Work required | Copy out, exactly as given, every line from the line with "Can you find the snow-covered" to the end of the listing, both of those lines included.

Source data
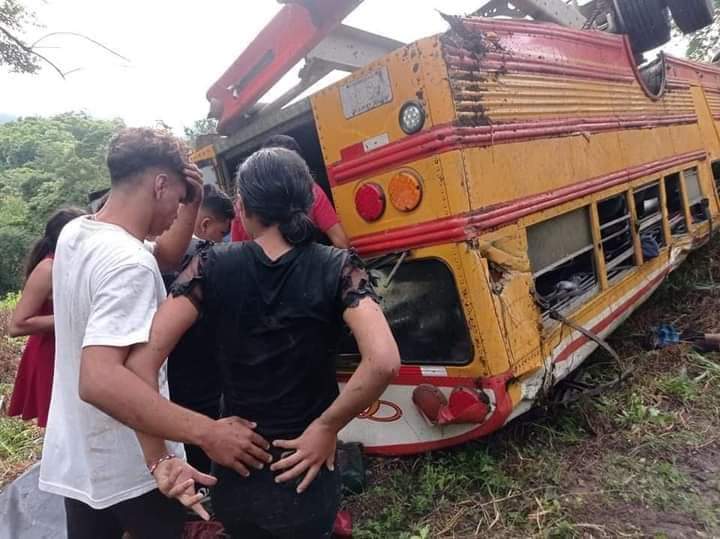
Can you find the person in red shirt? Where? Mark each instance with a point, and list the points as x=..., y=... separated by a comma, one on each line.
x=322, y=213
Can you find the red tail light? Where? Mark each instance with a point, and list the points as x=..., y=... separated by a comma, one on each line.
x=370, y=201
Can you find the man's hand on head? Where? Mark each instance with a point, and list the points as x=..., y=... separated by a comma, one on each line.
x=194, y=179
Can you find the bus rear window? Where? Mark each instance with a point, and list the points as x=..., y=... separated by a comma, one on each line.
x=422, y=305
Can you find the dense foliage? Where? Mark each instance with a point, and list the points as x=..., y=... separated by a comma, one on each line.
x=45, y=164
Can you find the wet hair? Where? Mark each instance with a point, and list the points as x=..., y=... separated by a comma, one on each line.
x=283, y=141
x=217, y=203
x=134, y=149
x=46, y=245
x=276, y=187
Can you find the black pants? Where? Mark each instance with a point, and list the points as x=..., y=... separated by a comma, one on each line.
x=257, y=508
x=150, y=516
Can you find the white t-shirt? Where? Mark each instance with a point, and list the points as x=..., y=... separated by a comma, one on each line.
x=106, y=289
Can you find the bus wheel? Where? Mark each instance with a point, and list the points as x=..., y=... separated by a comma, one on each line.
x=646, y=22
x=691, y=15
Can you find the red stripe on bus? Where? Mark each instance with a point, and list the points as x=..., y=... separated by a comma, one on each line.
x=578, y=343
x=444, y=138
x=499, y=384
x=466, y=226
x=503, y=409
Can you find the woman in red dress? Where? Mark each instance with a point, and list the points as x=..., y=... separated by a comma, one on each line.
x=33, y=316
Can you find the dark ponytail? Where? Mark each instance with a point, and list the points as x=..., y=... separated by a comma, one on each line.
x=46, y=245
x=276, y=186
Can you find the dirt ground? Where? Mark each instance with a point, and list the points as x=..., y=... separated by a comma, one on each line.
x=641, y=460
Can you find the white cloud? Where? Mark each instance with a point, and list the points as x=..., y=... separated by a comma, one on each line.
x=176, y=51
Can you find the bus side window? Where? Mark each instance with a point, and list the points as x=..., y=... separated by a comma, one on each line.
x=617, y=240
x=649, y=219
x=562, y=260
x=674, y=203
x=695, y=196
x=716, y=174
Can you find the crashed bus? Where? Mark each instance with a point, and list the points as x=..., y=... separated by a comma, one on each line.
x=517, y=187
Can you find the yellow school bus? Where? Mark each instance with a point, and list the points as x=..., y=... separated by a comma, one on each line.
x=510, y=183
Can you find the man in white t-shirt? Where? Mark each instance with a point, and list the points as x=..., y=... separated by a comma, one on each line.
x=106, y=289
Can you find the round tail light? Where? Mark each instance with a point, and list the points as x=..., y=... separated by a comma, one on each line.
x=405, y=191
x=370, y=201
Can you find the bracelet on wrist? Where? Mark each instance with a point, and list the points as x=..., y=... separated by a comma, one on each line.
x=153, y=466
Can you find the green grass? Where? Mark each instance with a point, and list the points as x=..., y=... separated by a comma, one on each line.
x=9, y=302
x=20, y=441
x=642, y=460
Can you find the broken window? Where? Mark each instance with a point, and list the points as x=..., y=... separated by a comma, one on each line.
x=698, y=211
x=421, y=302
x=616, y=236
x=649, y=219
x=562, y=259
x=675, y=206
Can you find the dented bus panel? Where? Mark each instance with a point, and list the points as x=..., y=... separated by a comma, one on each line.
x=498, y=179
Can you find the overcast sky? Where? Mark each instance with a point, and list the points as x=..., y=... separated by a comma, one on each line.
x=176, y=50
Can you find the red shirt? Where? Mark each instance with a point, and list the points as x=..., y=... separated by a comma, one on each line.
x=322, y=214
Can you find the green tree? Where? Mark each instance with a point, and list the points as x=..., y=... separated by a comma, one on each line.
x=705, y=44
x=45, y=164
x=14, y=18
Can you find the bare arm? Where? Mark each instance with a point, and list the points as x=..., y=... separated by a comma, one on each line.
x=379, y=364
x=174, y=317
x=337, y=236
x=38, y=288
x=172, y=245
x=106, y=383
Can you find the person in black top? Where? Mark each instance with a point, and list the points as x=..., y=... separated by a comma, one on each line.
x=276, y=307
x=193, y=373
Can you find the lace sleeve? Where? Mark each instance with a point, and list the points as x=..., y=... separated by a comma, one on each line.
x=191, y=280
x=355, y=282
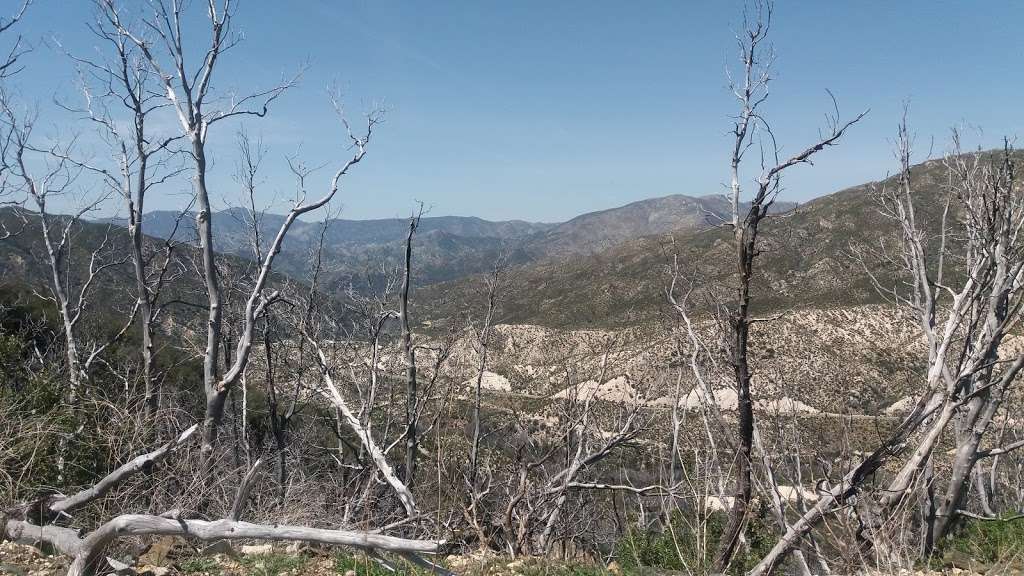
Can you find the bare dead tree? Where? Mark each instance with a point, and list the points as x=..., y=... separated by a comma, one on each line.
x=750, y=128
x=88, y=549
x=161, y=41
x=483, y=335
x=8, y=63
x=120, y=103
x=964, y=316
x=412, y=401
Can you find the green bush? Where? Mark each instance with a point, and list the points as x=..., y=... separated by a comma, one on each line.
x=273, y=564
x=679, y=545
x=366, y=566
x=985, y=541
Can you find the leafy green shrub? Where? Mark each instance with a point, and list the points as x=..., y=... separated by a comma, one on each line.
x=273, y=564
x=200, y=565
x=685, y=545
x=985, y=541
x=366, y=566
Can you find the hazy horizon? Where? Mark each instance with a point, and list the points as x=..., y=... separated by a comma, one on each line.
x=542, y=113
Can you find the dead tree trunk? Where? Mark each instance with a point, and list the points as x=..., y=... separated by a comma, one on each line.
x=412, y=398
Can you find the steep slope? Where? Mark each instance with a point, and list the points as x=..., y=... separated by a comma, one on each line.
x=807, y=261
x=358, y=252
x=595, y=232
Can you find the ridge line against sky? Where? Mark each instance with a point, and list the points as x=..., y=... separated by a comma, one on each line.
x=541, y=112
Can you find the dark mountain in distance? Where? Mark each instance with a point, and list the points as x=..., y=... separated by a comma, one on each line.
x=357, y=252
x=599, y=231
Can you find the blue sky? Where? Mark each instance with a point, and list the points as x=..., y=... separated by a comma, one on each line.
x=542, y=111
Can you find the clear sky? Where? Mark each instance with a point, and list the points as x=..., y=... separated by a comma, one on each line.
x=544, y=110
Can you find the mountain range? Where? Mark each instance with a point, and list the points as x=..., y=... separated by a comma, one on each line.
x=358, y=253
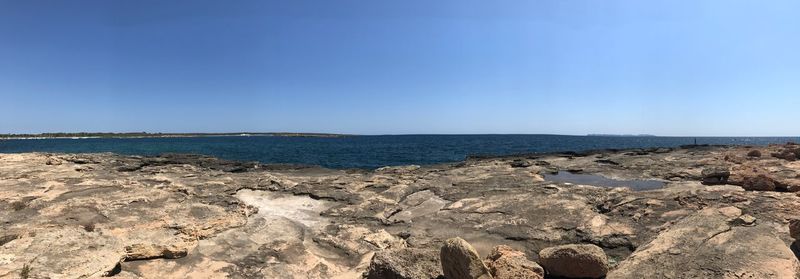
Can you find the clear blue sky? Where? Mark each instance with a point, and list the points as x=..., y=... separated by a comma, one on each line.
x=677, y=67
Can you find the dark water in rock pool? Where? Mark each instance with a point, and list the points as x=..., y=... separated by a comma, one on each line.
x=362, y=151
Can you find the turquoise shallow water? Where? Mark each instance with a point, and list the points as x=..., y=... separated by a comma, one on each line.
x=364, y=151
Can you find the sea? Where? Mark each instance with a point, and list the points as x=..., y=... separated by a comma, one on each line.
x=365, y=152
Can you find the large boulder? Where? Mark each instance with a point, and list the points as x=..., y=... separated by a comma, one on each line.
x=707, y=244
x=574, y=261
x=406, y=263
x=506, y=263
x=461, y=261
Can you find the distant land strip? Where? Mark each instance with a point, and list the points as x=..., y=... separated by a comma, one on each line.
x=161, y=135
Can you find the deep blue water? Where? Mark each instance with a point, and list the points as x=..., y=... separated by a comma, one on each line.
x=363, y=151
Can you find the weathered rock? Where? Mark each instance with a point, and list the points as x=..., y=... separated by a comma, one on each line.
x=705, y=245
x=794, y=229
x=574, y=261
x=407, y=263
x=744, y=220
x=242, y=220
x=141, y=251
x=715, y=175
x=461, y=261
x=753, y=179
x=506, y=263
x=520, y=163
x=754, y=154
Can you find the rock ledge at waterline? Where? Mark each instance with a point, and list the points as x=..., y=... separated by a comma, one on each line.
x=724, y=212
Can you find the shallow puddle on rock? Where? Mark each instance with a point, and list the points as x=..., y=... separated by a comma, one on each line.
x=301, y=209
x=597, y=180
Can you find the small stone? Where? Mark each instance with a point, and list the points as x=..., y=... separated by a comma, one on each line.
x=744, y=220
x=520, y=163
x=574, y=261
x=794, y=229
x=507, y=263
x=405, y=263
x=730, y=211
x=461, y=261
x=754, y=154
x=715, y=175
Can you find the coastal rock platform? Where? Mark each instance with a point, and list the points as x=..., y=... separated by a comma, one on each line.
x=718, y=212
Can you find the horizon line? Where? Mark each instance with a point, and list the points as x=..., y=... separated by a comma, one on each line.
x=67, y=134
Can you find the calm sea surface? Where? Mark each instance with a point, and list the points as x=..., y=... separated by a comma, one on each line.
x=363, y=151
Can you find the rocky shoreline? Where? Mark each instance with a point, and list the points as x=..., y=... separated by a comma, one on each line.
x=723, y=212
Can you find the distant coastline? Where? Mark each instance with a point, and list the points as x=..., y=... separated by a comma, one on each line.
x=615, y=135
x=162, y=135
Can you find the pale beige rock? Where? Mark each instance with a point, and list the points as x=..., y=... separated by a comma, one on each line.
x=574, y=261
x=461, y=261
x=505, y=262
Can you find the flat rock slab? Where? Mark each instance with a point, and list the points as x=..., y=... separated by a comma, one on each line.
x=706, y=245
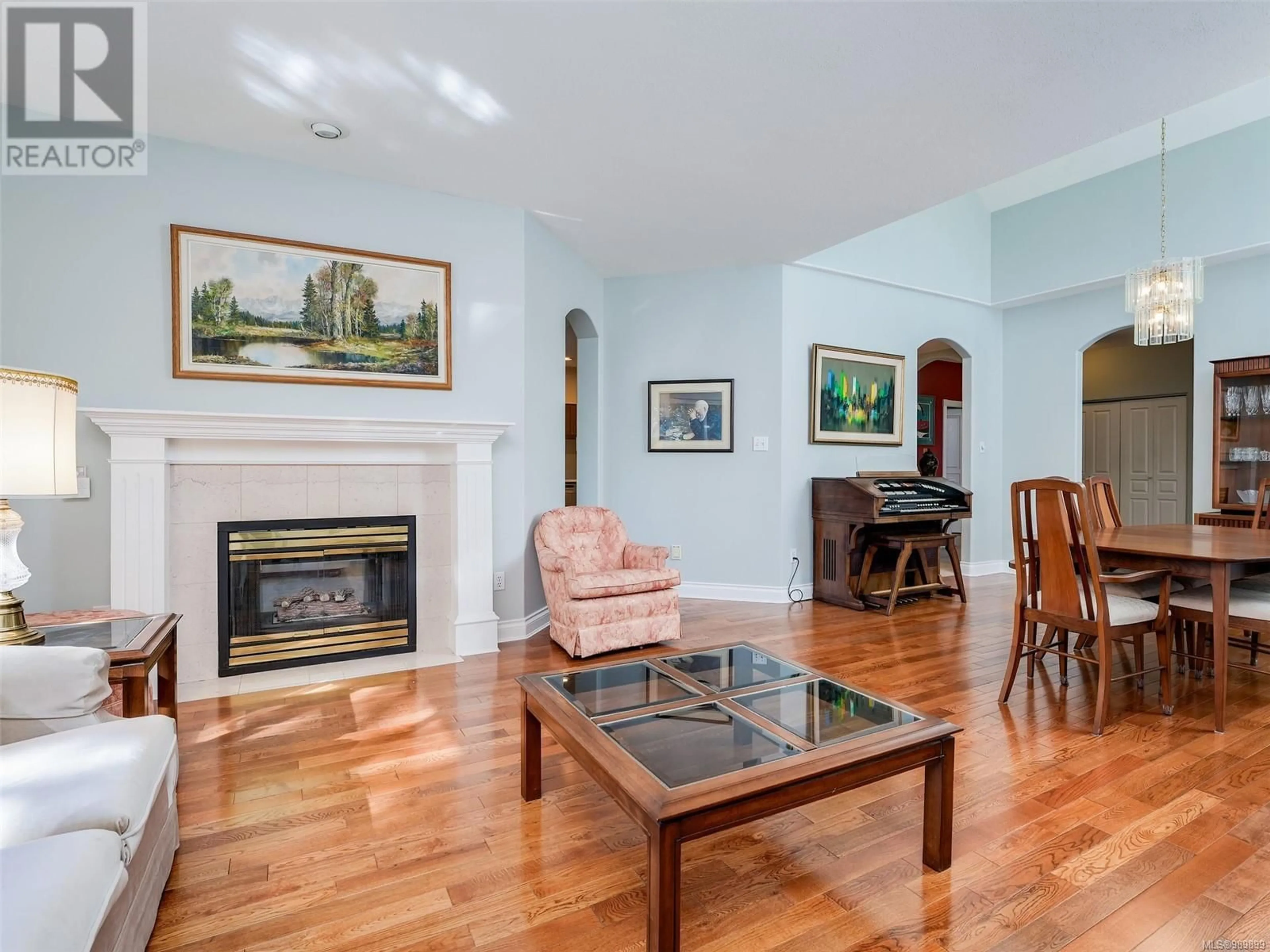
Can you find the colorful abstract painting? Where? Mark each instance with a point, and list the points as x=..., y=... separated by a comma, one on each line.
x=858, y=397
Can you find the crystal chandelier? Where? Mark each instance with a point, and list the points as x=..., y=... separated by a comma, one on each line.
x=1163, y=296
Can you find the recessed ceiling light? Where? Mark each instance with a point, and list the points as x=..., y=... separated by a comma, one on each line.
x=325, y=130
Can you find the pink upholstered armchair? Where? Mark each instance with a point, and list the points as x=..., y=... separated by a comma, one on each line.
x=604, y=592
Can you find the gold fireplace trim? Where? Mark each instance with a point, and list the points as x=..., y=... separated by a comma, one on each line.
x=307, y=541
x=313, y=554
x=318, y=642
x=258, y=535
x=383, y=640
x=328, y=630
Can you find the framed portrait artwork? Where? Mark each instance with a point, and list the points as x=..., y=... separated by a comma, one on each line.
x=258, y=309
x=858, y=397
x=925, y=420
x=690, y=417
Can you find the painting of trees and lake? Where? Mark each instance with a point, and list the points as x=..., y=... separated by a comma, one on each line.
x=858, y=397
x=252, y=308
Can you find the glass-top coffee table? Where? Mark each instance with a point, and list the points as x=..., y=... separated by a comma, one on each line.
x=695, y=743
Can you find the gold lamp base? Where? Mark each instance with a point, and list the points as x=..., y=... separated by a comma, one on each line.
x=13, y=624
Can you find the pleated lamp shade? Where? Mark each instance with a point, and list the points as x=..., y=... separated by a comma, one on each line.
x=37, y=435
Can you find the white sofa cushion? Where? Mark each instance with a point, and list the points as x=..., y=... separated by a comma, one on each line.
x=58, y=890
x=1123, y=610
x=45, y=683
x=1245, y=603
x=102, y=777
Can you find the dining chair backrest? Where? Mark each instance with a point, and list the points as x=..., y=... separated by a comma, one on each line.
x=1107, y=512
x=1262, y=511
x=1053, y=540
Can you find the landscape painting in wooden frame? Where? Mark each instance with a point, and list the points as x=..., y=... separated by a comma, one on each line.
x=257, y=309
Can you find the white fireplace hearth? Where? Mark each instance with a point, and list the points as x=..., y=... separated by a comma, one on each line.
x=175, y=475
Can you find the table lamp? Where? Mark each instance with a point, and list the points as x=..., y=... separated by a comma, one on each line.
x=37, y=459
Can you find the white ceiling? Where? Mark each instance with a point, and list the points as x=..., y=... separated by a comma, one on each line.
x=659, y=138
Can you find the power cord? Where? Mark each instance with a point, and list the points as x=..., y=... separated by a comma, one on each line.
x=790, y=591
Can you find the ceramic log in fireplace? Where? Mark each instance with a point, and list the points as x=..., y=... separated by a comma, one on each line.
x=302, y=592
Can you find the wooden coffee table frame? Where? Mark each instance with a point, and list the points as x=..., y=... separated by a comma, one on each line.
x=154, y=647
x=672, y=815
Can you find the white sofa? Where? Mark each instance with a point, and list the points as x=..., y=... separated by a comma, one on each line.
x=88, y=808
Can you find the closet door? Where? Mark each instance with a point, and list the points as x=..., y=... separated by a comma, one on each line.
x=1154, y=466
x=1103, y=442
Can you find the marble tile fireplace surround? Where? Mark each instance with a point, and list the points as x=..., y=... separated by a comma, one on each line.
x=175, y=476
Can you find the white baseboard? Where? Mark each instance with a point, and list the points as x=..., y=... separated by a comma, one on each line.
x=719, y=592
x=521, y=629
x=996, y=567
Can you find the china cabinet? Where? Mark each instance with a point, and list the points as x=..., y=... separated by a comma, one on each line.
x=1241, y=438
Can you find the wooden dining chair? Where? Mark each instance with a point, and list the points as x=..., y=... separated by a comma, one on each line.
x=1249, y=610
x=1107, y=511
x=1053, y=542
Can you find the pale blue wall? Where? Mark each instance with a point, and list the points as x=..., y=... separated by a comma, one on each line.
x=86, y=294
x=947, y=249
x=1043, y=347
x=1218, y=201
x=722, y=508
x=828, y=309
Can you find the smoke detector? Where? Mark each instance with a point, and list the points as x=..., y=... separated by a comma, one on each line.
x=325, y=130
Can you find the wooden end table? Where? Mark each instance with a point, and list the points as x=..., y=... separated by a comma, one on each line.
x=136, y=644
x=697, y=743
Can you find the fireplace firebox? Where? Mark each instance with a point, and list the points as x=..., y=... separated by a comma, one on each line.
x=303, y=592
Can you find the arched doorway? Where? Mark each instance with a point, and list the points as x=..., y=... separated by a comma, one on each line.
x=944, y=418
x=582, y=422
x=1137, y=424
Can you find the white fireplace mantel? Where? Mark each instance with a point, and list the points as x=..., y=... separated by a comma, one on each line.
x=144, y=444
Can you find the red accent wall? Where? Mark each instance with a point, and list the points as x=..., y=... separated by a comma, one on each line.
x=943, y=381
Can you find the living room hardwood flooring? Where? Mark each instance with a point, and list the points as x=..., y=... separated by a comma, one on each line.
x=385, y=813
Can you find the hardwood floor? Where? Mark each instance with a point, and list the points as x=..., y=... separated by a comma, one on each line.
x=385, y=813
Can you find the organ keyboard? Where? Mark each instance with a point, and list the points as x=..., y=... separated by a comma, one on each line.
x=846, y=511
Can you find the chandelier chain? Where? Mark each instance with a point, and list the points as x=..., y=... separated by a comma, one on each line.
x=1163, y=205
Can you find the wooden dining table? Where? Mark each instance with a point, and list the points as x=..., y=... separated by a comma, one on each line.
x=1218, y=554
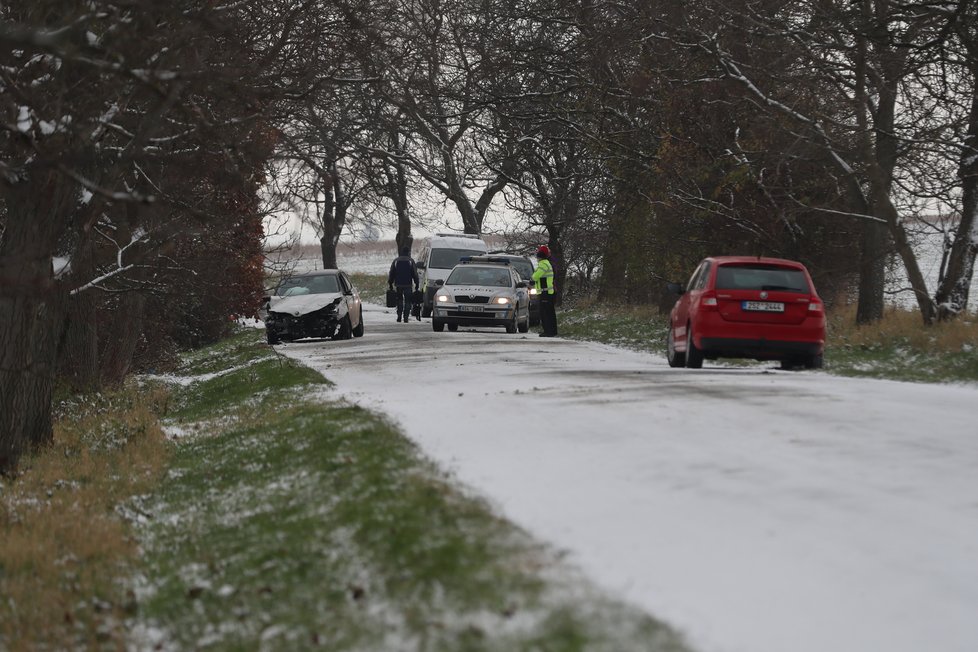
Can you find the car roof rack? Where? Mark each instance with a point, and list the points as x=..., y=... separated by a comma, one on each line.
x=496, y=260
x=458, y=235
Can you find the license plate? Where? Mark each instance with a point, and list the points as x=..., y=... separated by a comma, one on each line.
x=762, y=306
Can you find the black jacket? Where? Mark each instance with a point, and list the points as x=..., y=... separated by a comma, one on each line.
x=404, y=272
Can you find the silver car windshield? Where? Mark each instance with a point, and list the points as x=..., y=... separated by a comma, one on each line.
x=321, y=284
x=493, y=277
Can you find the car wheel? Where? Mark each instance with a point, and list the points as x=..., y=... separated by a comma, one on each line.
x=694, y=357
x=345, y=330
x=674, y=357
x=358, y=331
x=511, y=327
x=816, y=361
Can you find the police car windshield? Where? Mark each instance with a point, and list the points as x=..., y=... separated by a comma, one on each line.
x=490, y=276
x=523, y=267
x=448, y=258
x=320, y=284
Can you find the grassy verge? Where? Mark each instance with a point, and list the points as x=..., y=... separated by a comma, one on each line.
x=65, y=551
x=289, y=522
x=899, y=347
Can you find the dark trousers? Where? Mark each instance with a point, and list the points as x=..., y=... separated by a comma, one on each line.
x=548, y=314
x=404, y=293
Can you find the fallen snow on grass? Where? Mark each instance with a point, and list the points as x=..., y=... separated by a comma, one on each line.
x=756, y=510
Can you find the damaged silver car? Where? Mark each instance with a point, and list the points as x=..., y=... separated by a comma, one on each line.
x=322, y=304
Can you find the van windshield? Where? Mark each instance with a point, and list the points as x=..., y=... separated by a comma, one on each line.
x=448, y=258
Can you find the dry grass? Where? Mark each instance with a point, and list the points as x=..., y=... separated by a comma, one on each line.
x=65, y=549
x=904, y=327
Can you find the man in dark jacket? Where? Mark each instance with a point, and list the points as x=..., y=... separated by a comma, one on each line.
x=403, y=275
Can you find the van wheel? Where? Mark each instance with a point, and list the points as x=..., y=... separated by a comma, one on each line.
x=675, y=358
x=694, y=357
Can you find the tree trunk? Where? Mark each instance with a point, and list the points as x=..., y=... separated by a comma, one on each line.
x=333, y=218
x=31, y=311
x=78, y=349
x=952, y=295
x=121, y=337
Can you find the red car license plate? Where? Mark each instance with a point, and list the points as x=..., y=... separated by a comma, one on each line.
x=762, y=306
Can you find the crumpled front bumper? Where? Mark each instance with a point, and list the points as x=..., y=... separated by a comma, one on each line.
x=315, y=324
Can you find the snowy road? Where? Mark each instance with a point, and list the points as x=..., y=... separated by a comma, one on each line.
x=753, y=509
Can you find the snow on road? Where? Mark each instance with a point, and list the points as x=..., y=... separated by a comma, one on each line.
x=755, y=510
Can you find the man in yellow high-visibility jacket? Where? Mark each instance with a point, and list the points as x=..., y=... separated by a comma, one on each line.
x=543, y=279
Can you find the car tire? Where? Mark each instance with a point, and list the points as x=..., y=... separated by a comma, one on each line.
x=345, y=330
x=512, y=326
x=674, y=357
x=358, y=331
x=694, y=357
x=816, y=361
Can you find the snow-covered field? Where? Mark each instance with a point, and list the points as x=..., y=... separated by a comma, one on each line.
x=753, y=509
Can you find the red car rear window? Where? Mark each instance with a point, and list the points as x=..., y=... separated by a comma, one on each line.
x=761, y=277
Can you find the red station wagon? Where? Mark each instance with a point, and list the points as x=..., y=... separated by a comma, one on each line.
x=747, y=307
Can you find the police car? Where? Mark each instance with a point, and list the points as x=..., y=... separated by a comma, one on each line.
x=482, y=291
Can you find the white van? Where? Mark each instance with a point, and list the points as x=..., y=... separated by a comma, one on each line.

Correct response |
Can you find the snow-covered field? Where? Mark each instance with a point, and list the points as x=..., y=... separated by a comma, one on each line.
x=753, y=509
Can you find the red car rear window? Where? Mark each instance with a point, and list the points as x=..., y=... separated by a comma, one on each line.
x=761, y=277
Can you find the red station wagon? Where? Mark each instance with a point, and list the points as x=..., y=... separated by a comma, one on each line.
x=747, y=307
Can you find the police car? Where? Mark each instance with a point, and list the points as x=..., y=... separated by a comma, one on each line.
x=482, y=291
Can you find the white van? Where? Mark each instance with a point, and list the points as x=..., y=... separated by a comma, one on each line.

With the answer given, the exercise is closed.